Extract to read →
################
Fat people are just the worst.
Being fat is worse than being a fentanyl junkie. At least a fentanyl junkie can clean up and make it look like they don’t have a serious problem. A fat person’s serious problem is always on full public display.
Doctors and nurses often “weight-shame” people who are overweight or obese, leaving them feeling anxious, depressed and wrongly blaming themselves for their condition, research has found.
Who exactly are they supposed to be blaming?
Unless someone’s literally tying you down and force-feeding you, or you’re a small child, there’s absolutely nobody else to blame.
Such behaviour, although usually the result of “unconscious weight bias”, leads to people not attending medical appointments, feeling humiliated and being more likely to put on weight.
The problem is so widespread around the world that health professionals need to be taught as students that excess weight is almost guaranteed in modern society and not the fault of individuals, so they treat people more sensitively, according to the authors of the study, who have shared their findings with the Guardian.
Dr Anastasia Kalea and colleagues at University College London analysed 25 previous studies about “weight stigma”, undertaken in different countries, involving 3,554 health professionals. They found “extensive evidence [of] strong weight bias” among a wide range of health staff, including doctors, nurses, dieticians, psychologists and even obesity specialists.
################
Data block →

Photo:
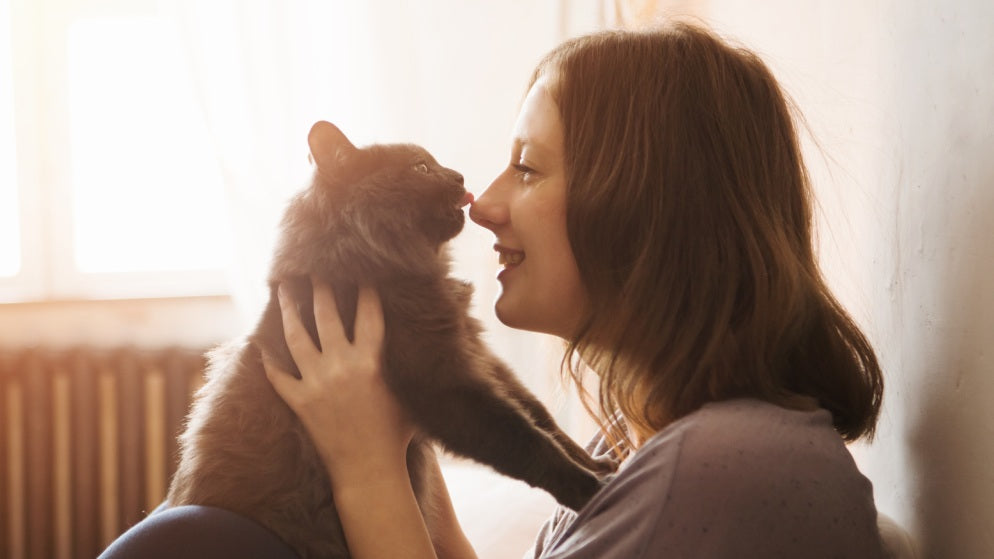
################
Write the next part of the commentary on weight stigma among health professionals, starting after its final sentence.

Answer to the problem →
Yes.
They are “health staff.” They are “biased” against things that are unhealthy. That is literally their job.
Why do we not apply this standard to smoking or alcoholism? Being a chain-smoking alcoholic is nowhere near as dangerous as being obese. Like, being obese is at least an order of magnitude worse than being a chain-smoking alcoholic, if you include all potential health outcomes. That is a fact. Fact. Fact.
Their analysis found that a number of health professionals “believe their patients are lazy, lack self-control, overindulge, are hostile, dishonest, have poor hygiene and do not follow guidance”, said Kalea, an associate professor in UCL’s division of medicine.
She added: “Sadly, healthcare, including general practice, is one of the most common settings for weight stigmatisation and we know this acts as a barrier to the services and treatments that can help people manage weight.
“An example is a GP that will unconsciously show that they do not believe that the patient complies with their eat less/exercise more regime they were asked to follow as they are not losing weight.
“Or [it could be] a dietitian, as specialist in weight management, judging the patient for not being able to follow a very low-calorie diet for a long period of time but not providing other support. Or a nurse that will be bothered by the patient needing a different set of scales to take down their weight.
“The result is that patients are not coming back or they delay their follow-up appointments, they avoid healthcare prevention services or cancel appointments due to concerns of being stigmatised due to their weight.”
She was “shocked” to find that during the Covid pandemic, when many NHS services were suspended, “many patients mentioned that they were happier with the online sessions for their treatments and they were not missing any appointments. They felt that they were not judged from the moment they leave their house to go and see their doctor.”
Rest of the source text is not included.